Work task = Scan the entries for the word "water", and copy every line where it appears.

[Opening Material for this exercise section]

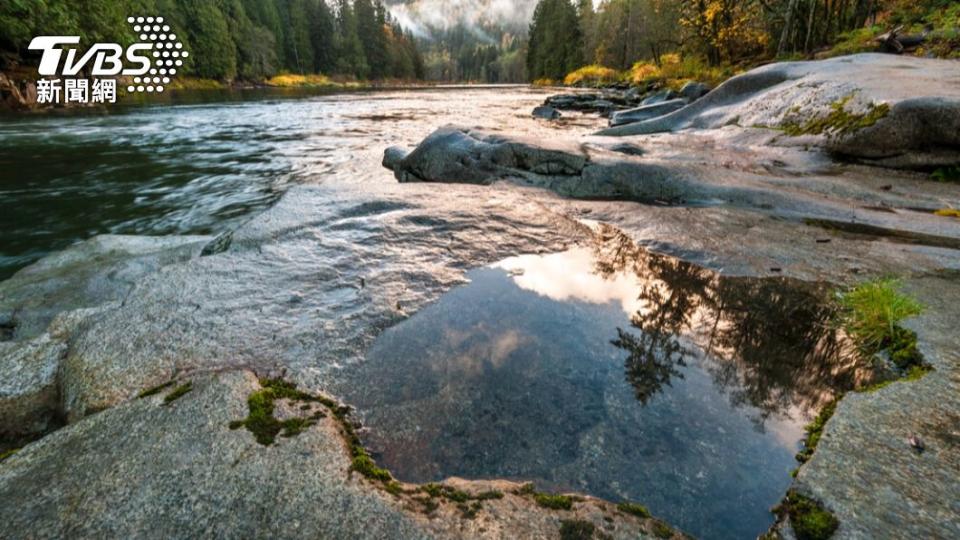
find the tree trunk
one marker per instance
(787, 27)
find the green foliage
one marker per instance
(838, 122)
(576, 529)
(809, 519)
(155, 390)
(554, 502)
(662, 530)
(872, 311)
(178, 392)
(815, 431)
(8, 453)
(635, 509)
(555, 46)
(365, 465)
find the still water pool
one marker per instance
(611, 371)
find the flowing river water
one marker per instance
(606, 370)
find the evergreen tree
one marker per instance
(555, 41)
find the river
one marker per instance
(527, 372)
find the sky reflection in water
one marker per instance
(610, 371)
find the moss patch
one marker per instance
(554, 502)
(815, 431)
(576, 529)
(155, 390)
(260, 419)
(8, 453)
(838, 122)
(809, 519)
(178, 392)
(662, 530)
(634, 509)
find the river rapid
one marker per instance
(547, 368)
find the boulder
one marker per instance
(29, 396)
(660, 97)
(159, 468)
(895, 111)
(693, 90)
(546, 112)
(646, 112)
(453, 154)
(393, 156)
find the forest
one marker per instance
(713, 38)
(234, 39)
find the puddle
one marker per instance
(609, 371)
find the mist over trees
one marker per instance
(620, 33)
(235, 39)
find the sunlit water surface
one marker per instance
(609, 371)
(202, 162)
(604, 370)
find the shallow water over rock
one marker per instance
(612, 371)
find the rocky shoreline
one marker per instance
(301, 290)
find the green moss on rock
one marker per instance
(815, 431)
(155, 390)
(635, 509)
(178, 392)
(554, 502)
(808, 518)
(838, 122)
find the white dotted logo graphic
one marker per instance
(168, 54)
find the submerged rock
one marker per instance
(646, 112)
(693, 90)
(546, 112)
(453, 154)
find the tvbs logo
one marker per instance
(148, 65)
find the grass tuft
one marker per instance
(635, 509)
(872, 312)
(178, 392)
(554, 502)
(576, 529)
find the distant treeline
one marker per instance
(490, 54)
(620, 34)
(234, 39)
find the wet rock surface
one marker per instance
(304, 288)
(909, 108)
(145, 470)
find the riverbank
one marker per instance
(303, 289)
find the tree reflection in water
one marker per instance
(766, 342)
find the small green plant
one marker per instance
(365, 465)
(635, 509)
(662, 530)
(815, 431)
(8, 453)
(155, 390)
(872, 311)
(554, 502)
(178, 392)
(576, 529)
(809, 519)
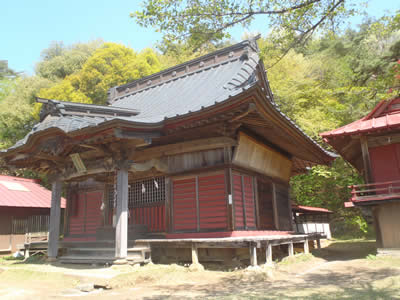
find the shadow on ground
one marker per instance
(325, 285)
(343, 250)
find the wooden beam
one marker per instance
(268, 253)
(183, 147)
(244, 202)
(275, 207)
(121, 229)
(256, 200)
(252, 107)
(366, 160)
(229, 192)
(195, 254)
(168, 198)
(387, 139)
(306, 248)
(197, 203)
(55, 213)
(290, 249)
(378, 233)
(145, 137)
(253, 254)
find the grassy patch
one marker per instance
(298, 258)
(12, 258)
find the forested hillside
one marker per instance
(331, 80)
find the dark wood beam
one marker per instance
(183, 147)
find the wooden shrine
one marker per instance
(199, 150)
(372, 146)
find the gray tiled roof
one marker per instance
(192, 91)
(200, 85)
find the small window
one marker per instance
(143, 192)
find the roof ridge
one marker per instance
(175, 78)
(113, 92)
(16, 178)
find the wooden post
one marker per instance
(229, 202)
(55, 214)
(275, 207)
(244, 203)
(168, 204)
(268, 253)
(121, 228)
(366, 160)
(197, 204)
(195, 255)
(291, 251)
(256, 201)
(306, 248)
(253, 254)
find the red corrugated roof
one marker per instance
(31, 194)
(310, 208)
(383, 116)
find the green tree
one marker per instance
(59, 61)
(200, 21)
(16, 109)
(108, 66)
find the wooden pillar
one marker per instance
(366, 160)
(290, 249)
(168, 226)
(121, 228)
(195, 255)
(275, 207)
(375, 214)
(306, 248)
(318, 243)
(55, 214)
(230, 206)
(268, 253)
(253, 254)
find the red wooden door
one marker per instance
(212, 202)
(87, 216)
(244, 202)
(385, 161)
(184, 205)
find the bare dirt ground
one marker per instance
(343, 270)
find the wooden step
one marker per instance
(74, 259)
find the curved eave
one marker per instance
(322, 156)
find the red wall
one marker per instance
(208, 193)
(212, 202)
(243, 187)
(385, 161)
(86, 216)
(153, 216)
(184, 204)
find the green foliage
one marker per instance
(108, 66)
(59, 61)
(16, 110)
(200, 21)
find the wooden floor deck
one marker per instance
(252, 242)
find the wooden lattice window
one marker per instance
(143, 192)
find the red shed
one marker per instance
(24, 207)
(372, 145)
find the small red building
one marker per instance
(372, 146)
(24, 208)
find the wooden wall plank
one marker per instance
(256, 156)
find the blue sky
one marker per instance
(27, 27)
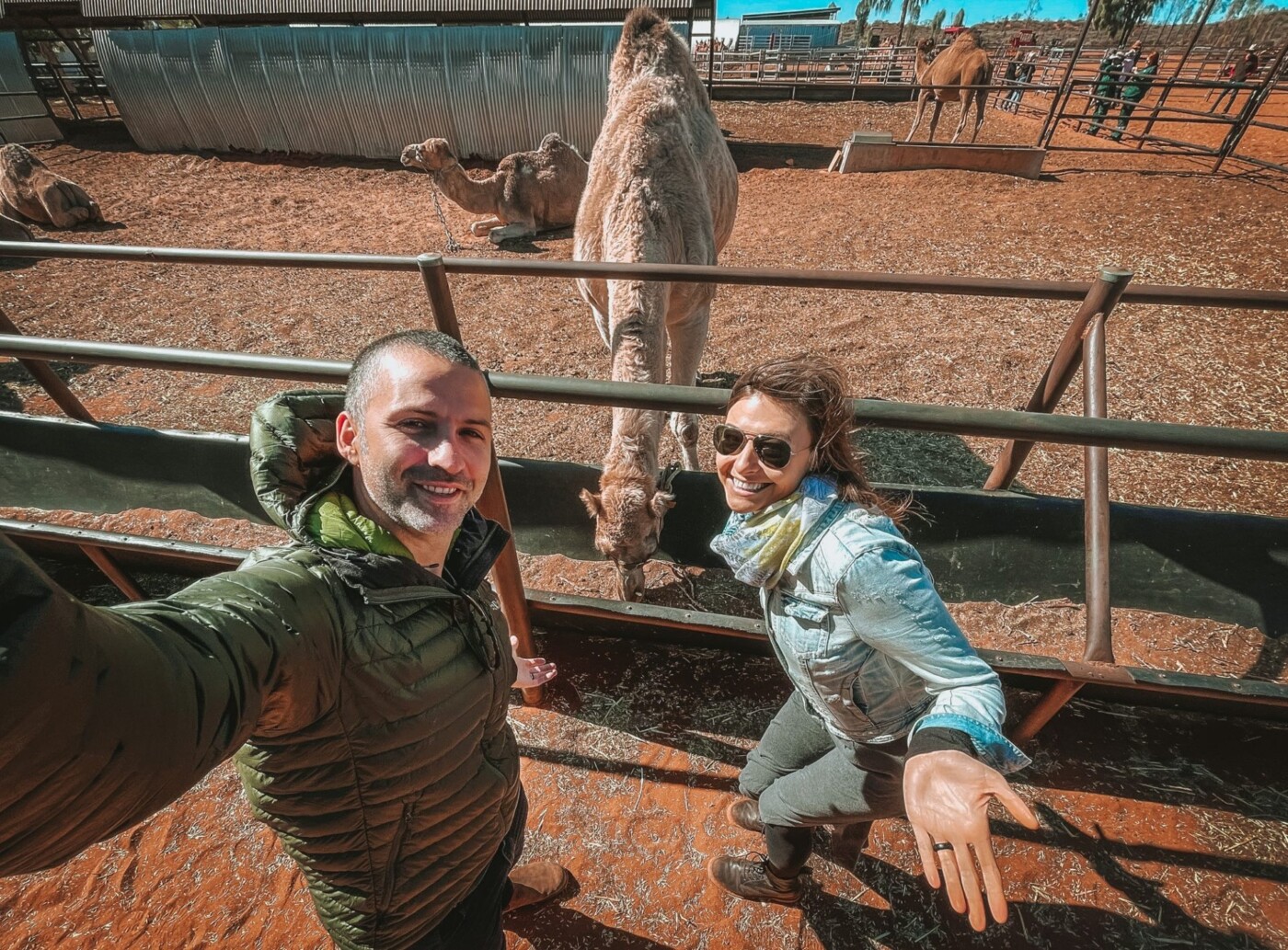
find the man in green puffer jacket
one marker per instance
(361, 675)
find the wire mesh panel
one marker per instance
(360, 90)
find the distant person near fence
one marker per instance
(1239, 74)
(1133, 90)
(1105, 89)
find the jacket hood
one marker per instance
(293, 454)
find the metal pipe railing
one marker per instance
(994, 424)
(1100, 302)
(680, 273)
(1095, 505)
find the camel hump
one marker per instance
(643, 28)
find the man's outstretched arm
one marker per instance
(109, 715)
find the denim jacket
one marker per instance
(867, 640)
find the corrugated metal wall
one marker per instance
(152, 9)
(360, 90)
(18, 98)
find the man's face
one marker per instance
(422, 451)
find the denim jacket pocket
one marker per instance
(808, 625)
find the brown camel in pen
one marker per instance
(961, 64)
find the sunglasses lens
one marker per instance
(773, 452)
(727, 440)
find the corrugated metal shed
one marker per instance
(18, 98)
(360, 90)
(311, 10)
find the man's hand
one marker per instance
(532, 672)
(947, 795)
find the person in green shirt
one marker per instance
(1133, 90)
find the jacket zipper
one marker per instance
(395, 851)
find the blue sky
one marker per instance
(976, 10)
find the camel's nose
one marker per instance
(630, 583)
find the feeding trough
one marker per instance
(867, 151)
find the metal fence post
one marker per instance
(505, 572)
(1100, 299)
(1251, 109)
(1185, 55)
(1095, 501)
(1050, 122)
(44, 375)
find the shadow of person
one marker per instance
(921, 918)
(556, 927)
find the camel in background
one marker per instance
(528, 193)
(32, 189)
(662, 189)
(961, 64)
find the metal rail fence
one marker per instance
(1084, 343)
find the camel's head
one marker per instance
(628, 512)
(431, 155)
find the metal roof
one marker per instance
(19, 98)
(489, 90)
(321, 10)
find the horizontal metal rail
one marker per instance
(647, 621)
(688, 273)
(997, 424)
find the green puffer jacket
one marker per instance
(363, 696)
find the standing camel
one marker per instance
(662, 189)
(961, 64)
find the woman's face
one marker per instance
(749, 483)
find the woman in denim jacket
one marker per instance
(892, 712)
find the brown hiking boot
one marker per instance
(746, 814)
(537, 882)
(751, 879)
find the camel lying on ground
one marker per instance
(13, 231)
(662, 189)
(32, 189)
(961, 64)
(528, 193)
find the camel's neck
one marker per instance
(633, 447)
(479, 196)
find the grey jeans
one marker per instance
(802, 775)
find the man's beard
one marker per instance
(406, 506)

[Closing Material for this exercise section]

Output of the exercise =
find the still water pool
find the flowing river water
find the sky reflection in water
find the sunlit water surface
find the shallow water over rock
find the tree reflection in water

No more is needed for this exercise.